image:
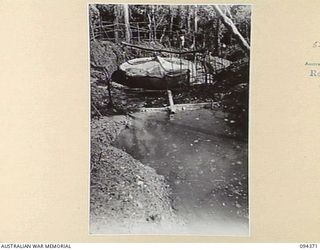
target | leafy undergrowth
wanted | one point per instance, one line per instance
(123, 191)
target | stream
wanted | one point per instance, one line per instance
(204, 163)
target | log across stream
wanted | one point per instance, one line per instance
(204, 163)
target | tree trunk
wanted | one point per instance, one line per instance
(195, 13)
(216, 38)
(233, 29)
(189, 20)
(126, 22)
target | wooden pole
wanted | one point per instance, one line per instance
(233, 29)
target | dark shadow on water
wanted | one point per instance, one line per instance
════════════════════
Brief –
Rewrite every line of the records above, requests included, raising each x and y coordinate in the answer points by 19. Leave the pictures out.

Output of the task –
image:
target | leafy undergrowth
wanted | one point per instance, one line per instance
(142, 210)
target | stream
wanted | one point per instance, one line per instance
(223, 182)
target | log across stream
wanted | one point per instance, one line per instance
(223, 182)
target | tree trunk
wanted | one point per instance, one line per instance
(214, 32)
(235, 57)
(252, 48)
(208, 39)
(145, 41)
target | wooden pole
wanted | one point per instance, one line per instance
(252, 48)
target | dark shadow on water
wanted | one point per instance, one line per instance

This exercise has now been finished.